Stored records:

• • • • • • •

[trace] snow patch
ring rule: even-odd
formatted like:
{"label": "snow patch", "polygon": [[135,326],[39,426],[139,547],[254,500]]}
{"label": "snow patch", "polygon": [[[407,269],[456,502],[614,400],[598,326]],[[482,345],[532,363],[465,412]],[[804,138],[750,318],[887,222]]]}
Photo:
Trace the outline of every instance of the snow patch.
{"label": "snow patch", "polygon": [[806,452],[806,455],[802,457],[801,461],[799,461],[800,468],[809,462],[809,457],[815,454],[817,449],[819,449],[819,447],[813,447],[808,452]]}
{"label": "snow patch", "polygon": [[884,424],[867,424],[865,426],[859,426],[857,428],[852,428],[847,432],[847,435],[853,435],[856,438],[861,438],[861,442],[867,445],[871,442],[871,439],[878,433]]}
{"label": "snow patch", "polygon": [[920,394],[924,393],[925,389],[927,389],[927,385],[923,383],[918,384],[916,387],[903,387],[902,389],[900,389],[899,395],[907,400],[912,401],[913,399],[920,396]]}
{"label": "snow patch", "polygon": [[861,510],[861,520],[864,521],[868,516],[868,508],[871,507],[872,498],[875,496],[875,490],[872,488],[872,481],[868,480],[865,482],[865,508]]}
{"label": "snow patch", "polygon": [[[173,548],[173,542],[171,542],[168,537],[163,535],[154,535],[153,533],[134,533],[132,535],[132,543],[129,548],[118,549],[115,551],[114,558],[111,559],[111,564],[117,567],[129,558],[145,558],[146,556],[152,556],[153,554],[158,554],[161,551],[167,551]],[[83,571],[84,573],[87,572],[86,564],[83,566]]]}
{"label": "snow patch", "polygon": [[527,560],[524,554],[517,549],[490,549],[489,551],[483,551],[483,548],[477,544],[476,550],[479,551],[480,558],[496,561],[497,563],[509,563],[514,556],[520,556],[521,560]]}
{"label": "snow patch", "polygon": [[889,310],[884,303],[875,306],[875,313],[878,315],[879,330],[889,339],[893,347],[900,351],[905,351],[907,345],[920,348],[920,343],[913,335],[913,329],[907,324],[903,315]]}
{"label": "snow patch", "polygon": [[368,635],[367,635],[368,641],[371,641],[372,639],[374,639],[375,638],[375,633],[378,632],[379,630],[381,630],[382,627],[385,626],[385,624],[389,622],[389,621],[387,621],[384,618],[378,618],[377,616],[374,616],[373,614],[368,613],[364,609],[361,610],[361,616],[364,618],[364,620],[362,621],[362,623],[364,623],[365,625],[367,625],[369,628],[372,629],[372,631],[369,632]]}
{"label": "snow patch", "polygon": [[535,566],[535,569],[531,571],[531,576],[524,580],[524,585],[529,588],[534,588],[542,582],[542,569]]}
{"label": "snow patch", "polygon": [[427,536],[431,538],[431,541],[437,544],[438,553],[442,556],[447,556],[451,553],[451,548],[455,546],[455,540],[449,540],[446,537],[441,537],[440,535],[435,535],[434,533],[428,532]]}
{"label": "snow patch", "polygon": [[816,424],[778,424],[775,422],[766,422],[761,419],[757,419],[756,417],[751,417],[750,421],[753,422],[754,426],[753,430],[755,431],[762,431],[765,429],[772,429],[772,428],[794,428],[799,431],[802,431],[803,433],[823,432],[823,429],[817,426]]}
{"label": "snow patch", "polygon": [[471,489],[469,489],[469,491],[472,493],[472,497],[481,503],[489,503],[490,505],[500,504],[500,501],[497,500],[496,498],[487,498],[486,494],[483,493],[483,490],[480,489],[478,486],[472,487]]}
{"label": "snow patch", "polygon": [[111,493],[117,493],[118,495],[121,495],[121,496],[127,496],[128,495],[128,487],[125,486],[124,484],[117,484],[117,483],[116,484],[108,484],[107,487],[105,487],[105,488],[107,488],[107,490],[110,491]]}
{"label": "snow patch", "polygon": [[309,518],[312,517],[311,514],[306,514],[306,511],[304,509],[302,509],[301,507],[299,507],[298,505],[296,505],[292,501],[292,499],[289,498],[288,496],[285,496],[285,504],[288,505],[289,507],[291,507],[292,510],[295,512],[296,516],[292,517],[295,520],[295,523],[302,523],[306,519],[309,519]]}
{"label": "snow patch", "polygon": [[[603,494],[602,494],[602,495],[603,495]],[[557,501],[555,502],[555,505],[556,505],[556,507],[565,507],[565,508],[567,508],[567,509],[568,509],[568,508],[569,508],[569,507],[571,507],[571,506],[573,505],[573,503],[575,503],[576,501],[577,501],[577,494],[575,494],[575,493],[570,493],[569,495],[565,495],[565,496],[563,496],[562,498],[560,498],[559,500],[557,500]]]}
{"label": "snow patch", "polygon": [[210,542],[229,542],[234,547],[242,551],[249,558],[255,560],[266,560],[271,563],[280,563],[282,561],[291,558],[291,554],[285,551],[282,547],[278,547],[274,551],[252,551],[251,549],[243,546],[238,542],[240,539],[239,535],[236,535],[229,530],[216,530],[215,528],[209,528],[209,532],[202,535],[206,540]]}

• • • • • • •

## YOUR GOAL
Write down all of the records again, word for word.

## WRITTEN ANSWER
[trace] snow patch
ring rule: even-odd
formatted like:
{"label": "snow patch", "polygon": [[135,326],[39,426],[139,547],[254,500]]}
{"label": "snow patch", "polygon": [[[407,269],[456,502],[614,400],[598,326]],[[482,345],[532,363],[465,412]],[[804,138],[750,318],[887,222]]]}
Photo:
Trace the outline of every instance of the snow patch.
{"label": "snow patch", "polygon": [[806,452],[806,455],[802,457],[801,461],[799,461],[800,468],[809,462],[809,457],[815,454],[817,449],[819,449],[819,447],[813,447],[808,452]]}
{"label": "snow patch", "polygon": [[884,424],[867,424],[865,426],[859,426],[857,428],[852,428],[847,432],[847,435],[853,435],[856,438],[861,438],[861,442],[867,445],[871,442],[871,439],[878,433]]}
{"label": "snow patch", "polygon": [[920,394],[924,393],[925,389],[927,389],[927,385],[923,383],[918,384],[916,387],[903,387],[902,389],[900,389],[899,395],[907,400],[912,401],[913,399],[920,396]]}
{"label": "snow patch", "polygon": [[861,510],[861,520],[864,521],[868,516],[868,508],[871,507],[872,498],[875,496],[875,490],[872,488],[872,481],[868,480],[865,482],[865,508]]}
{"label": "snow patch", "polygon": [[[173,548],[173,542],[171,542],[168,537],[163,535],[154,535],[153,533],[134,533],[132,535],[132,543],[129,548],[118,549],[115,551],[114,558],[111,559],[111,564],[117,567],[129,558],[145,558],[146,556],[152,556],[153,554],[158,554],[161,551],[167,551]],[[83,571],[84,573],[87,572],[86,564],[83,566]]]}
{"label": "snow patch", "polygon": [[527,560],[524,554],[517,549],[490,549],[489,551],[483,551],[483,548],[477,544],[476,550],[479,551],[480,558],[496,561],[497,563],[509,563],[514,556],[520,556],[521,560]]}
{"label": "snow patch", "polygon": [[889,310],[884,303],[875,306],[875,313],[878,315],[879,330],[889,339],[893,347],[900,351],[905,351],[907,345],[920,348],[920,343],[913,335],[913,329],[907,324],[903,315]]}
{"label": "snow patch", "polygon": [[368,635],[367,635],[368,641],[371,641],[372,639],[374,639],[375,638],[375,633],[378,632],[379,630],[381,630],[382,627],[385,626],[385,624],[389,622],[389,621],[387,621],[384,618],[378,618],[377,616],[374,616],[373,614],[368,613],[364,609],[361,610],[361,616],[364,618],[364,620],[362,621],[362,623],[364,623],[365,625],[367,625],[369,628],[372,629],[372,631],[369,632]]}
{"label": "snow patch", "polygon": [[535,566],[535,569],[531,571],[531,576],[524,580],[524,585],[529,588],[534,588],[542,582],[542,569]]}
{"label": "snow patch", "polygon": [[427,536],[431,538],[431,541],[437,544],[438,553],[442,556],[447,556],[451,553],[451,548],[455,546],[455,540],[449,540],[446,537],[441,537],[440,535],[435,535],[434,533],[428,532]]}
{"label": "snow patch", "polygon": [[816,424],[778,424],[775,422],[766,422],[761,419],[757,419],[756,417],[751,417],[750,421],[753,422],[754,426],[753,430],[755,431],[762,431],[765,429],[772,429],[772,428],[794,428],[799,431],[802,431],[803,433],[823,432],[823,429],[817,426]]}
{"label": "snow patch", "polygon": [[471,489],[469,489],[469,491],[472,493],[472,497],[481,503],[489,503],[490,505],[500,504],[500,501],[497,500],[496,498],[487,498],[486,494],[483,493],[483,490],[480,489],[478,486],[472,487]]}
{"label": "snow patch", "polygon": [[111,493],[117,493],[118,495],[121,495],[121,496],[127,496],[128,495],[128,487],[125,486],[124,484],[117,484],[117,483],[116,484],[108,484],[107,487],[105,487],[105,488],[107,488],[107,490],[110,491]]}
{"label": "snow patch", "polygon": [[309,518],[312,517],[311,514],[306,514],[306,511],[304,509],[302,509],[301,507],[299,507],[298,505],[296,505],[292,501],[292,499],[289,498],[288,496],[285,496],[285,504],[288,505],[289,507],[291,507],[292,510],[295,512],[296,516],[292,517],[295,520],[295,523],[302,523],[306,519],[309,519]]}
{"label": "snow patch", "polygon": [[[603,494],[602,494],[602,495],[603,495]],[[557,501],[555,502],[555,505],[556,505],[556,507],[565,507],[565,508],[567,508],[567,509],[568,509],[568,508],[569,508],[569,507],[571,507],[571,506],[573,505],[573,503],[575,503],[576,501],[577,501],[577,494],[575,494],[575,493],[570,493],[569,495],[565,495],[565,496],[563,496],[562,498],[560,498],[559,500],[557,500]]]}
{"label": "snow patch", "polygon": [[210,542],[229,542],[234,547],[242,551],[249,558],[255,560],[266,560],[271,563],[280,563],[282,561],[291,558],[291,554],[285,551],[282,547],[278,547],[274,551],[252,551],[251,549],[243,546],[238,542],[240,539],[239,535],[236,535],[229,530],[216,530],[215,528],[209,528],[209,532],[202,535],[206,540]]}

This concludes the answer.